> [SUPPLIED MATERIAL]
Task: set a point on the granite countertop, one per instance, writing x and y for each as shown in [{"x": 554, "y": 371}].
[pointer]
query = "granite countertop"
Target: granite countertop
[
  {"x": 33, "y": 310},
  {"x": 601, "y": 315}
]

> [SET PROBLEM] Turn the data above into a numbered list with one line per item, leaving out any blank lines.

> [RESPONSE TO THE TASK]
1. Task: set a point on the granite countertop, one per instance, writing x and y for each as shown in [{"x": 554, "y": 371}].
2. [pointer]
3. query = "granite countertop"
4. Target: granite countertop
5. [
6.   {"x": 33, "y": 310},
7.   {"x": 601, "y": 315}
8. ]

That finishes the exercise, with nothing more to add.